- [RECORDS PROVIDED]
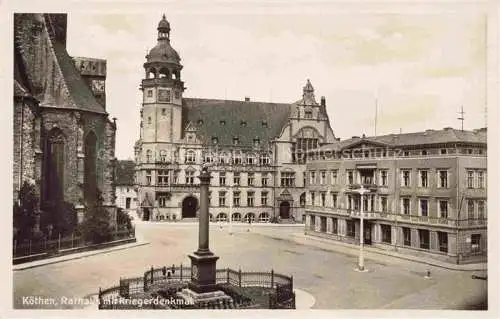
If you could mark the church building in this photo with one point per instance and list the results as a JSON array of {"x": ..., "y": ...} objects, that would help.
[
  {"x": 256, "y": 150},
  {"x": 64, "y": 141}
]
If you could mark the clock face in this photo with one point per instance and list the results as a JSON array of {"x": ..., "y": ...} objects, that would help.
[
  {"x": 98, "y": 86},
  {"x": 164, "y": 95}
]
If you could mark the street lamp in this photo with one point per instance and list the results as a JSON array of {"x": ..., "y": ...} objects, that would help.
[
  {"x": 231, "y": 209},
  {"x": 361, "y": 264}
]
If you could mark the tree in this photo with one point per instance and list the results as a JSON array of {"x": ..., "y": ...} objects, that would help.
[
  {"x": 95, "y": 227},
  {"x": 25, "y": 212},
  {"x": 123, "y": 218}
]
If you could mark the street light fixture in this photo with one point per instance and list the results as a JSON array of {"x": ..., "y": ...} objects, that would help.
[{"x": 361, "y": 263}]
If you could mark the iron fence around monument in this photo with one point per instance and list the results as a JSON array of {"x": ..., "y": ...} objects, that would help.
[
  {"x": 282, "y": 295},
  {"x": 66, "y": 243}
]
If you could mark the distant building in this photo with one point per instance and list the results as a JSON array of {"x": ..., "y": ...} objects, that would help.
[
  {"x": 126, "y": 195},
  {"x": 428, "y": 193},
  {"x": 255, "y": 149},
  {"x": 64, "y": 142}
]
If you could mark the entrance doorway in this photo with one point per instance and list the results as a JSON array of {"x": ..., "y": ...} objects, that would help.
[
  {"x": 285, "y": 210},
  {"x": 189, "y": 206},
  {"x": 368, "y": 233},
  {"x": 145, "y": 214}
]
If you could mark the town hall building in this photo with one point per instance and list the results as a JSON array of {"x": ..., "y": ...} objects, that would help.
[{"x": 256, "y": 150}]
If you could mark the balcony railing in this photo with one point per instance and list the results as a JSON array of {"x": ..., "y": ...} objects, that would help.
[
  {"x": 370, "y": 186},
  {"x": 398, "y": 217}
]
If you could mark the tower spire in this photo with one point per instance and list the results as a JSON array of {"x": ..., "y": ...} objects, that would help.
[{"x": 461, "y": 118}]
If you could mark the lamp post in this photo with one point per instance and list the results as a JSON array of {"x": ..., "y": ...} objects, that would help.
[
  {"x": 231, "y": 209},
  {"x": 361, "y": 263}
]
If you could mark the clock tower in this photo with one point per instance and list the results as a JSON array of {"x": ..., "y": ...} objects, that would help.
[{"x": 162, "y": 88}]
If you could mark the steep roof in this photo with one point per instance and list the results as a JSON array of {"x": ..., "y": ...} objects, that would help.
[
  {"x": 76, "y": 92},
  {"x": 447, "y": 135},
  {"x": 125, "y": 172},
  {"x": 78, "y": 89},
  {"x": 243, "y": 119}
]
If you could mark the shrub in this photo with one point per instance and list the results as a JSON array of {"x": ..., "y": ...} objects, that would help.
[
  {"x": 25, "y": 212},
  {"x": 95, "y": 227},
  {"x": 123, "y": 218}
]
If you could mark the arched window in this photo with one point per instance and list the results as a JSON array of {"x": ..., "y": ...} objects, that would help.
[
  {"x": 302, "y": 200},
  {"x": 250, "y": 159},
  {"x": 90, "y": 175},
  {"x": 151, "y": 73},
  {"x": 236, "y": 217},
  {"x": 221, "y": 217},
  {"x": 164, "y": 73},
  {"x": 264, "y": 217},
  {"x": 237, "y": 158},
  {"x": 190, "y": 156},
  {"x": 54, "y": 162},
  {"x": 264, "y": 159}
]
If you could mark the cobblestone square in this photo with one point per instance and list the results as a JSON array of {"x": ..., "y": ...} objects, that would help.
[{"x": 325, "y": 273}]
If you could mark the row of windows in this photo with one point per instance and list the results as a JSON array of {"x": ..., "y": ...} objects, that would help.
[
  {"x": 236, "y": 196},
  {"x": 475, "y": 208},
  {"x": 423, "y": 235},
  {"x": 387, "y": 153},
  {"x": 236, "y": 140},
  {"x": 171, "y": 177},
  {"x": 475, "y": 178},
  {"x": 164, "y": 95},
  {"x": 224, "y": 158}
]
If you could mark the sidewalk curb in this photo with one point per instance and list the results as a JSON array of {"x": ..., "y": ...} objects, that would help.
[
  {"x": 383, "y": 252},
  {"x": 20, "y": 267}
]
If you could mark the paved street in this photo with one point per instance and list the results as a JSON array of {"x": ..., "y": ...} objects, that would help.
[{"x": 327, "y": 275}]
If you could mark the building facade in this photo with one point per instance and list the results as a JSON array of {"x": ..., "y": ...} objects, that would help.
[
  {"x": 126, "y": 195},
  {"x": 428, "y": 193},
  {"x": 64, "y": 142},
  {"x": 254, "y": 149}
]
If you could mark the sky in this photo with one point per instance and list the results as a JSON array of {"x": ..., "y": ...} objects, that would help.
[{"x": 415, "y": 67}]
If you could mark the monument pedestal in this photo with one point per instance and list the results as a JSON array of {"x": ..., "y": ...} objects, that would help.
[{"x": 203, "y": 272}]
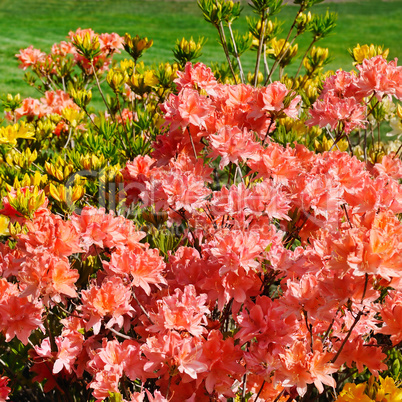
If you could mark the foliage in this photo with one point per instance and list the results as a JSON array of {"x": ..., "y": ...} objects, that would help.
[{"x": 202, "y": 239}]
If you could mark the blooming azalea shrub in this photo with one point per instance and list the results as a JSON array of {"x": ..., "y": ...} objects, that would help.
[{"x": 202, "y": 238}]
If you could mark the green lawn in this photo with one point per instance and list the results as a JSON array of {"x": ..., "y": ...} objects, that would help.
[{"x": 44, "y": 22}]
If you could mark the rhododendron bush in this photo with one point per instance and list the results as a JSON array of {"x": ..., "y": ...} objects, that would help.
[{"x": 203, "y": 238}]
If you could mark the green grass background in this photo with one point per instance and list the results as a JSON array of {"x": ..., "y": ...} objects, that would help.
[{"x": 44, "y": 22}]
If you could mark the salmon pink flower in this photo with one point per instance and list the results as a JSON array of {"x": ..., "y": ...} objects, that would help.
[
  {"x": 110, "y": 300},
  {"x": 233, "y": 145},
  {"x": 184, "y": 311},
  {"x": 142, "y": 268},
  {"x": 4, "y": 390}
]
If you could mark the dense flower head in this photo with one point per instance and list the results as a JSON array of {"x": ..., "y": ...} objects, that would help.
[{"x": 227, "y": 261}]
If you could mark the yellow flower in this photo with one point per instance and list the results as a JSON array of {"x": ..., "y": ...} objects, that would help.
[
  {"x": 10, "y": 134},
  {"x": 359, "y": 53},
  {"x": 4, "y": 221},
  {"x": 354, "y": 393}
]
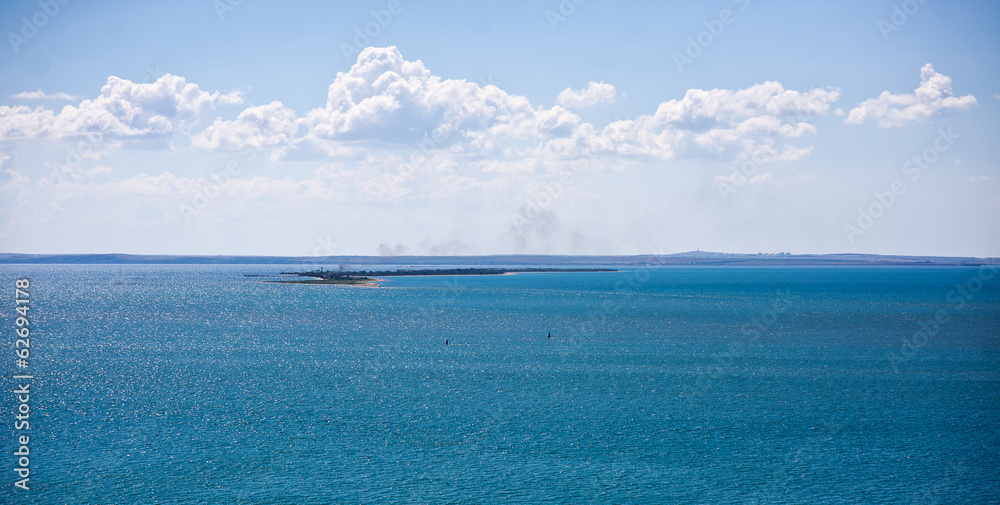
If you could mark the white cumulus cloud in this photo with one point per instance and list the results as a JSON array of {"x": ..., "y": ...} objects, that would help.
[
  {"x": 892, "y": 111},
  {"x": 41, "y": 95},
  {"x": 721, "y": 123},
  {"x": 594, "y": 94},
  {"x": 124, "y": 109}
]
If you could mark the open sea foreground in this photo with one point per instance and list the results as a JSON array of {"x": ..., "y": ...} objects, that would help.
[{"x": 160, "y": 384}]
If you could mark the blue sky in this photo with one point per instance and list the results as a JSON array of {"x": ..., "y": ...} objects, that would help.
[{"x": 581, "y": 127}]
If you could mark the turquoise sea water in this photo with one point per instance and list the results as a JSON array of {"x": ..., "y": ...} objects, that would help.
[{"x": 195, "y": 384}]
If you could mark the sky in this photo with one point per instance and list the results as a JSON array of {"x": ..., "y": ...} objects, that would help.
[{"x": 465, "y": 128}]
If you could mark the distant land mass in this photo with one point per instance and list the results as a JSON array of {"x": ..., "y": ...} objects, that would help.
[{"x": 694, "y": 258}]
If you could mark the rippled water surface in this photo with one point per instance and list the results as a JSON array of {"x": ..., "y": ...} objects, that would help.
[{"x": 195, "y": 384}]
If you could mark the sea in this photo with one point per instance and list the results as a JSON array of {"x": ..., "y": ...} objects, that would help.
[{"x": 176, "y": 384}]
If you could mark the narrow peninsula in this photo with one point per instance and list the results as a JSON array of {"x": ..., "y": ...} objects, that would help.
[{"x": 371, "y": 277}]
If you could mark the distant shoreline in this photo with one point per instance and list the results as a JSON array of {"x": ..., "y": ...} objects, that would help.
[
  {"x": 693, "y": 258},
  {"x": 367, "y": 278}
]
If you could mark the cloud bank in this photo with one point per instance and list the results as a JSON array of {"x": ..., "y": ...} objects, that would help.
[{"x": 933, "y": 96}]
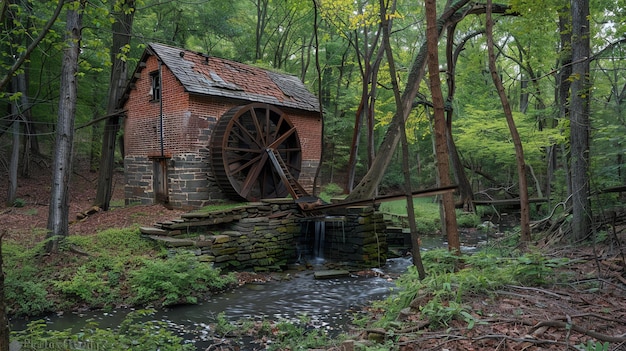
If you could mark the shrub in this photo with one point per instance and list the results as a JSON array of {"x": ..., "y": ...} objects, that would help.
[
  {"x": 178, "y": 279},
  {"x": 132, "y": 334}
]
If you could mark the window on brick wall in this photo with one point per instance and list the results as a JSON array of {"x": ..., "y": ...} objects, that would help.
[{"x": 155, "y": 86}]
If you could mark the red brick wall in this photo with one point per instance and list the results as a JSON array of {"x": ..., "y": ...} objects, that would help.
[{"x": 188, "y": 122}]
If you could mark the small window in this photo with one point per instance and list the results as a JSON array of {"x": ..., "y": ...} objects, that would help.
[{"x": 155, "y": 86}]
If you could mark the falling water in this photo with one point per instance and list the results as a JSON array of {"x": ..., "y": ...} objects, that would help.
[{"x": 320, "y": 233}]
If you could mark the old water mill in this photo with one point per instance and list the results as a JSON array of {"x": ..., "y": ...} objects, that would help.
[{"x": 290, "y": 236}]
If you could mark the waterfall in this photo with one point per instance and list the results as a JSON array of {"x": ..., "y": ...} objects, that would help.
[{"x": 320, "y": 233}]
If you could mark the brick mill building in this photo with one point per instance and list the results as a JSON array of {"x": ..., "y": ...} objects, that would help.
[{"x": 199, "y": 128}]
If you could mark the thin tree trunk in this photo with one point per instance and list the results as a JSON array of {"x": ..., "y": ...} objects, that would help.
[
  {"x": 4, "y": 321},
  {"x": 519, "y": 151},
  {"x": 368, "y": 185},
  {"x": 33, "y": 45},
  {"x": 415, "y": 240},
  {"x": 579, "y": 120},
  {"x": 58, "y": 214},
  {"x": 122, "y": 29},
  {"x": 449, "y": 225},
  {"x": 563, "y": 88},
  {"x": 15, "y": 152}
]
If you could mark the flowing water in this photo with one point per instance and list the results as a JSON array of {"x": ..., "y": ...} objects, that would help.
[{"x": 327, "y": 303}]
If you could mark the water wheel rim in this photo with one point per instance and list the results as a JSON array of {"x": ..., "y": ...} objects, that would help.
[{"x": 239, "y": 146}]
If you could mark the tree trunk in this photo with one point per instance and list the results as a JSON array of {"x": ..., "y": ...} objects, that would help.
[
  {"x": 15, "y": 152},
  {"x": 579, "y": 119},
  {"x": 563, "y": 88},
  {"x": 4, "y": 321},
  {"x": 122, "y": 29},
  {"x": 368, "y": 185},
  {"x": 416, "y": 254},
  {"x": 519, "y": 151},
  {"x": 58, "y": 214},
  {"x": 33, "y": 45},
  {"x": 449, "y": 226},
  {"x": 465, "y": 188}
]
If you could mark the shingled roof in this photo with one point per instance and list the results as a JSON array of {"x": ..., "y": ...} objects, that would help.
[{"x": 206, "y": 75}]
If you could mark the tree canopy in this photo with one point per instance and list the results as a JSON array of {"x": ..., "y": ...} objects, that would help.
[{"x": 532, "y": 54}]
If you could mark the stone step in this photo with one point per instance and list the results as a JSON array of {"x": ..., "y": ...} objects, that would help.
[
  {"x": 153, "y": 231},
  {"x": 331, "y": 273},
  {"x": 172, "y": 242}
]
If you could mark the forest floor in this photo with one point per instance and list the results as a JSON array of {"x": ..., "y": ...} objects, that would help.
[{"x": 590, "y": 306}]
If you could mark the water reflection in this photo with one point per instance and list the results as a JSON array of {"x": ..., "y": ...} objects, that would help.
[{"x": 327, "y": 303}]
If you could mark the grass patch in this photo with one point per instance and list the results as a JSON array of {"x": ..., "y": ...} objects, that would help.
[
  {"x": 115, "y": 267},
  {"x": 442, "y": 293}
]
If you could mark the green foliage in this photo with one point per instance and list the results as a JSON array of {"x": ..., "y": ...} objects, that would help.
[
  {"x": 592, "y": 345},
  {"x": 121, "y": 268},
  {"x": 19, "y": 202},
  {"x": 290, "y": 335},
  {"x": 440, "y": 295},
  {"x": 178, "y": 279},
  {"x": 134, "y": 333},
  {"x": 330, "y": 191},
  {"x": 25, "y": 296},
  {"x": 85, "y": 285}
]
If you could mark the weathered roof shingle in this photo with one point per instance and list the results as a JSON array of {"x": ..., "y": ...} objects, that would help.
[{"x": 207, "y": 75}]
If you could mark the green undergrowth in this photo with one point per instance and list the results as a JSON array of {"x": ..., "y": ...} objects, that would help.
[
  {"x": 114, "y": 268},
  {"x": 135, "y": 333},
  {"x": 441, "y": 296}
]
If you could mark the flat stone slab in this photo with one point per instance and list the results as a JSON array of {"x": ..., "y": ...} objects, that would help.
[
  {"x": 331, "y": 273},
  {"x": 153, "y": 231},
  {"x": 172, "y": 242}
]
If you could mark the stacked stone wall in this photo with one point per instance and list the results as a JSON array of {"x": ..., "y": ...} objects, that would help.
[{"x": 265, "y": 236}]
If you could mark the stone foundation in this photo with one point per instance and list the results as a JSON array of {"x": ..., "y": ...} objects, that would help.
[
  {"x": 269, "y": 235},
  {"x": 188, "y": 184}
]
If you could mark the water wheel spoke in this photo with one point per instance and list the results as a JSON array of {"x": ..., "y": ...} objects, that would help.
[
  {"x": 276, "y": 132},
  {"x": 249, "y": 138},
  {"x": 280, "y": 140},
  {"x": 241, "y": 167},
  {"x": 238, "y": 151},
  {"x": 241, "y": 149},
  {"x": 253, "y": 176},
  {"x": 258, "y": 128}
]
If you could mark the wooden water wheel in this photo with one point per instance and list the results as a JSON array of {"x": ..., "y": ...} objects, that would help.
[{"x": 241, "y": 144}]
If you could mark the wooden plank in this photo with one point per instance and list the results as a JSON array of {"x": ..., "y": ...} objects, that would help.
[
  {"x": 384, "y": 198},
  {"x": 507, "y": 202},
  {"x": 332, "y": 273}
]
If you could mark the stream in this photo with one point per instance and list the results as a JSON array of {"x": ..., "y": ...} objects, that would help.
[{"x": 327, "y": 303}]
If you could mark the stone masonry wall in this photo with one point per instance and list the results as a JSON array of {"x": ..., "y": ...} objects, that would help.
[{"x": 265, "y": 236}]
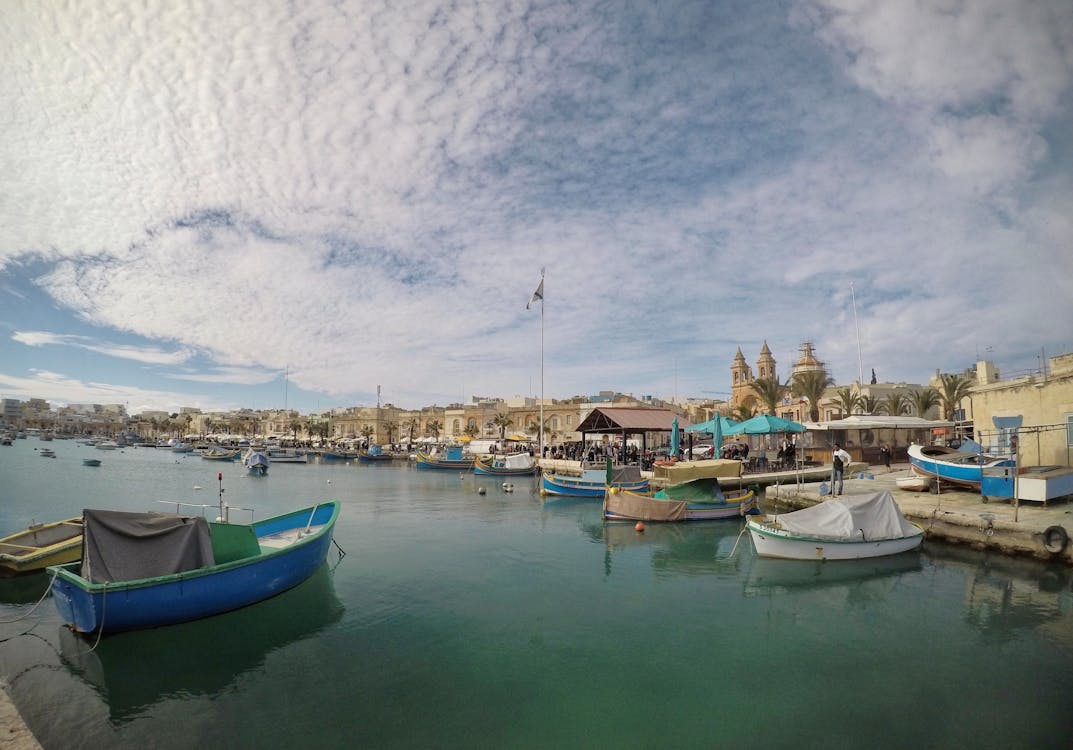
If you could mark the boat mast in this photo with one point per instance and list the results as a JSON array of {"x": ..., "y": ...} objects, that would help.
[{"x": 861, "y": 364}]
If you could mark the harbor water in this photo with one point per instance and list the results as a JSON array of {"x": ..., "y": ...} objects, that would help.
[{"x": 503, "y": 619}]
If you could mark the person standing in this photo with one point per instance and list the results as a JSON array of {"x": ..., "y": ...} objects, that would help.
[{"x": 839, "y": 460}]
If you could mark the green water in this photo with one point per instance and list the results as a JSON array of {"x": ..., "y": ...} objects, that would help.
[{"x": 500, "y": 620}]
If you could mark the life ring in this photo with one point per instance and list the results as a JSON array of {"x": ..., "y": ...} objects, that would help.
[{"x": 1055, "y": 539}]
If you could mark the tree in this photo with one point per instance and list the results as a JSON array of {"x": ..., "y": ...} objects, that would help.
[
  {"x": 952, "y": 390},
  {"x": 895, "y": 403},
  {"x": 923, "y": 399},
  {"x": 811, "y": 385},
  {"x": 502, "y": 421},
  {"x": 847, "y": 399},
  {"x": 743, "y": 412},
  {"x": 769, "y": 392}
]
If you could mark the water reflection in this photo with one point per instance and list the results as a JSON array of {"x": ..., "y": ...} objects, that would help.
[
  {"x": 133, "y": 671},
  {"x": 1004, "y": 597},
  {"x": 697, "y": 548}
]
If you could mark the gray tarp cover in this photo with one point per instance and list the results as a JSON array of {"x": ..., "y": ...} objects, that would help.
[
  {"x": 852, "y": 517},
  {"x": 127, "y": 546}
]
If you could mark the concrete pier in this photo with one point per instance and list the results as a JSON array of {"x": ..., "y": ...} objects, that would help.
[{"x": 958, "y": 516}]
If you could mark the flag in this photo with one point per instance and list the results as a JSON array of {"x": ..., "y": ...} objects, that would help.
[{"x": 538, "y": 295}]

- [GIVEN PROBLEM]
Up to and including the last line of the listing, starting at the line with "If you could mark the stone masonry", extract every line exactly and leave out the pictures.

- [FINISHED ANSWER]
If you could mark the stone masonry wall in this photo with one point per instance and list the results as a JSON array of {"x": ..., "y": ...} objects, that would help.
[{"x": 265, "y": 236}]
If you could mark the boat mast in this photo with one point per instance and list the results as a JSON array of {"x": ..., "y": ...} objects, that would help.
[{"x": 861, "y": 364}]
If you could mark the harbor water in this photo with one point per instance and list the results as a JSON array of {"x": ..., "y": ...} objects, that would help.
[{"x": 503, "y": 619}]
If you could mark the person standing in this photo with one point per instance and list the results as a JSON array of {"x": ..., "y": ...} objects, that would help.
[{"x": 839, "y": 460}]
If you could mark the green water in this photo with one point per instance and list the results as a JSON array of {"x": ..., "y": ...} objects, that would help.
[{"x": 500, "y": 620}]
If you could mark the life ring in this photo with one point per instance and list the results as a JSON array of {"x": ..., "y": ...} objects, that would help.
[{"x": 1055, "y": 539}]
If you could mark the tree in this photo with one point per instance and list the results as a JSON array of {"x": ..., "y": ...} objects, that would help.
[
  {"x": 952, "y": 390},
  {"x": 895, "y": 403},
  {"x": 923, "y": 399},
  {"x": 811, "y": 385},
  {"x": 502, "y": 421},
  {"x": 847, "y": 399},
  {"x": 743, "y": 412},
  {"x": 769, "y": 392}
]
If you could mark the water reflection in this photo with one point per instance and list the results as a JSON array of {"x": ..., "y": ...} objects, that would help.
[
  {"x": 133, "y": 671},
  {"x": 1004, "y": 597},
  {"x": 697, "y": 548}
]
If you could mark the gray tarp cover in this photo with one point per instance and list the results as a JSON array of {"x": ..., "y": ...} objects, that would help.
[
  {"x": 852, "y": 517},
  {"x": 127, "y": 546}
]
If you could mark the concrete pier in this photo with one point per instance and list the results as a JSON array of {"x": ..., "y": ...} objects, that would help.
[{"x": 958, "y": 516}]
If you could mark the flag in this photo with one point per instance and list the results as a JSON array of {"x": ..., "y": ...} objects, that would help.
[{"x": 538, "y": 295}]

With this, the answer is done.